— Start of SELECTED TEXT —
Perhaps the NYT was so shocked because this distasteful dissident was a product of the very heart of the East Coast Elite. A cuckoo in a feathered nest. Born in October 3, 1924 at the US Military Academy in Westpoint, his father an aeronautics pioneer and airline tycoon (founding what would become TWA and Eastern Airlines), his grandfather was Thomas P. Gore, the most powerful Senator of the age - and also blind - his mother was an actress and socialite (and a mean drunk). He was christened Eugene Luther Vidal Jr. by the headmaster of St. Albans preparatory school, a school for the DC elite which he was to attend. He later took the name ‘Gore’ in honour of his grandfather (a leading Isolationist - whose outlook Vidal has remained faithful to), whom he spent much of his childhood reading to, and mixing with the most powerful figures in the most powerful country in the world - just before it was about to become the world.

I’d like to think that Vidal was almost a kind of internal émigré from the East Coast when he arrived in LA in the early 50s as a scriptwriter for MGM. ‘Not really,’ he demurs, ‘I was back and forth between the East and West Coast. I was one of the founders of live drama on television. I must have done a hundred plays during ‘54 to ‘57. After the New York Times banned me I had to make a living, and there it was: I never wanted to be a playwright but I found out I was one. Theatre work kept me going for many years.’

A number of his plays were made into movies, including ‘The Best Man’ (1960), starring Henry Fonda as an idealistic Presidential Candidate faced with one who will do anything to win. It includes a prophetic speech: ‘One day there will be a Jewish President and then a black President. And when all the minorities are heard from we’ll do something for the downtrodden majority of this country: the ladies.’ I mention to Vidal it’s being re-released on DVD.
— End of SELECTED TEXT —
— Start of ITEMS —
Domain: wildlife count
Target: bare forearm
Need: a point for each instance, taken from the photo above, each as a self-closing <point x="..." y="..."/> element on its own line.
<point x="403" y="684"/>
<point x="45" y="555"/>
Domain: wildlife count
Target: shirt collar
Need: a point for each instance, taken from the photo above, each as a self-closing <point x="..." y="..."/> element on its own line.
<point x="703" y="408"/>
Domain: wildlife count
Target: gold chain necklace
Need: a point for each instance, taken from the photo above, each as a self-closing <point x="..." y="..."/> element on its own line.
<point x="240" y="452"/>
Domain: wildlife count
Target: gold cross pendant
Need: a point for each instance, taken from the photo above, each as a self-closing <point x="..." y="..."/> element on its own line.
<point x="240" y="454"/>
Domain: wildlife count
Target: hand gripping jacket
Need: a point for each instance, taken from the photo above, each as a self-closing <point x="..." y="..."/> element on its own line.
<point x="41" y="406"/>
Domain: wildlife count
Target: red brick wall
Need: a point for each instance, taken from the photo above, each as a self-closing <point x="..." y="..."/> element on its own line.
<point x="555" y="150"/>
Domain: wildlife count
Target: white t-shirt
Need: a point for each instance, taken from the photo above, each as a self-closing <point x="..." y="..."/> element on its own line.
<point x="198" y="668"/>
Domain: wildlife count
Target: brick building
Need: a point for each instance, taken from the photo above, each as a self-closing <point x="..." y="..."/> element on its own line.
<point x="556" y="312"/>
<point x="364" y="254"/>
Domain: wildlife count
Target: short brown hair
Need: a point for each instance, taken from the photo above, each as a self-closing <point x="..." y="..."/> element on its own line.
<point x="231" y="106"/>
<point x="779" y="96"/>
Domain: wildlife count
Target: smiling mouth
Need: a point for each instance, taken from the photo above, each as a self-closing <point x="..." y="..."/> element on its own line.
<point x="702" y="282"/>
— End of ITEMS —
## TASKS TO COMPLETE
1/ Please write out the Gore Vidal passage from "A number of" up to and including "re-released on DVD.".
2/ Continue the Gore Vidal passage from the point where it stops.

## RESPONSE LIST
1/
A number of his plays were made into movies, including ‘The Best Man’ (1960), starring Henry Fonda as an idealistic Presidential Candidate faced with one who will do anything to win. It includes a prophetic speech: ‘One day there will be a Jewish President and then a black President. And when all the minorities are heard from we’ll do something for the downtrodden majority of this country: the ladies.’ I mention to Vidal it’s being re-released on DVD.

2/
‘Oh, they never tell me,’ he sighs, ‘and I never receive any money from it - it just happens. I mean now I think the rights probably belong to a group of Martian businessmen.’ (Possibly a bitter reference to another play of his, ‘Visit to a Small Planet’, made into a movie starring Jerry Lewis in 1960, in which a delinquent Martian visits Earth - the play’s sharp satire of the Washington elite and 1950s American values disappeared in the film version.)

It’s a busy Oscar Weekend in LA, but will Mr Vidal be attending any of the events? ‘I’ve been invited to the Vanity Fair Oscar Party but I don’t think I’ll be going along. I haven’t been to the Oscars for years. I really don’t have much interest any more.’

‘Whatever happened’, I ask, ‘to the uplifting propaganda for the American Way of Life that Hollywood used to produce?

‘Well, there are no longer studios to generate that kind of euphoria,’ he replies glumly. ‘Money is all powerful these days, and calls all the shots-in Hollywood and pretty much everything else in American life. We watched ‘That Hamilton Woman’ last night, as it was called in America, the 1941 Lord Nelson and Lady Hamilton biopic. It really was a spectacular movie, they certainly don’t make them like that anymore. It was the first time that Vivien Leigh and Olivier had appeared together, which caused enormous excitement. London was being bombed and they were making this movie in Hollywood! With Alexander Korda directing and producing. A superb romantic film and great acting. God…!’ He trails off in an unguarded reverie.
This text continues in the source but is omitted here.